## SET EXERCISE 1
Answer these questions using the passage on Morning Star:
(a) At what time of day did the show air?
(b) What was Katy Elliot's profession?
(c) What was the name of Katy's hometown?
## SET EXERCISE 2
Print, word for word, the portion of the passage on Morning Star from "The show aired" to "sixteen-year-old sister, Jan.".

Morning Star is an American daytime soap opera which aired on NBC from September 27, 1965 to July 1, 1966. The show was created by Ted Corday who would later create the daytime serial Days of Our Lives.

The show aired at 11:00 AM; it was paired with Paradise Bay which aired after it and also was created by Ted Corday.  Morning Star and Paradise Bay were also cancelled on the same day. Morning Star was one of the first soap operas to air in color.

Overview
The show followed Katy Elliot who was a fashion designer from Connecticut; she moved to New York City to begin work in her chosen field. It followed her trials and tribulations along with those of her roommates Joan Mitchell and Joan's daughter Liz. Katy had left her hometown of Springdale after the death of Greg Ross, her fiance, who had been killed in a traffic accident before they were to have been married. In New York, Katy met and fell in love with Bill Riley, She also had contact with her aunt Millie Elliot; her uncle, Ed Elliot, who was a judge in Springdale; and her sixteen-year-old sister, Jan.

(Object location annotation data)

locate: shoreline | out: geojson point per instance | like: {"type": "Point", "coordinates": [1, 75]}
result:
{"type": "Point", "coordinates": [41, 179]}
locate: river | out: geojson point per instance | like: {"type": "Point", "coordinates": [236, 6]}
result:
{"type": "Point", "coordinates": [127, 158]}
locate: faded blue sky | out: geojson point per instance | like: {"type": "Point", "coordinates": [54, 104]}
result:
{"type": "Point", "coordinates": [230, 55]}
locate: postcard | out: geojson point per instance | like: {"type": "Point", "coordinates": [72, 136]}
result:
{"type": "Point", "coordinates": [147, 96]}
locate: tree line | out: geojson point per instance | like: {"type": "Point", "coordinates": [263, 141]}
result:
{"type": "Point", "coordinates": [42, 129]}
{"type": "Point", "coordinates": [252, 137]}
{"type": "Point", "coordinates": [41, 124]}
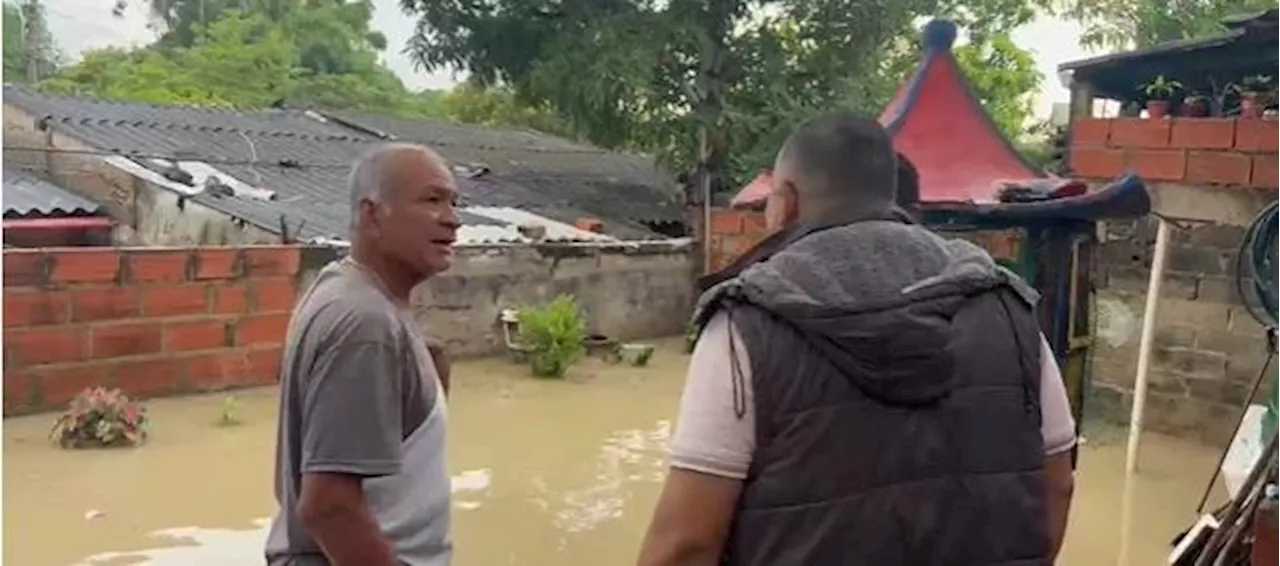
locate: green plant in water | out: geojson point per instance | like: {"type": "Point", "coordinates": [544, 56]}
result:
{"type": "Point", "coordinates": [690, 338]}
{"type": "Point", "coordinates": [556, 332]}
{"type": "Point", "coordinates": [100, 418]}
{"type": "Point", "coordinates": [638, 355]}
{"type": "Point", "coordinates": [231, 412]}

## EXERCISE OUTPUT 1
(a) 11:00 AM
(b) Fashion designer
(c) Springdale

## EXERCISE OUTPUT 2
The show aired at 11:00 AM; it was paired with Paradise Bay which aired after it and also was created by Ted Corday.  Morning Star and Paradise Bay were also cancelled on the same day. Morning Star was one of the first soap operas to air in color.

Overview
The show followed Katy Elliot who was a fashion designer from Connecticut; she moved to New York City to begin work in her chosen field. It followed her trials and tribulations along with those of her roommates Joan Mitchell and Joan's daughter Liz. Katy had left her hometown of Springdale after the death of Greg Ross, her fiance, who had been killed in a traffic accident before they were to have been married. In New York, Katy met and fell in love with Bill Riley, She also had contact with her aunt Millie Elliot; her uncle, Ed Elliot, who was a judge in Springdale; and her sixteen-year-old sister, Jan.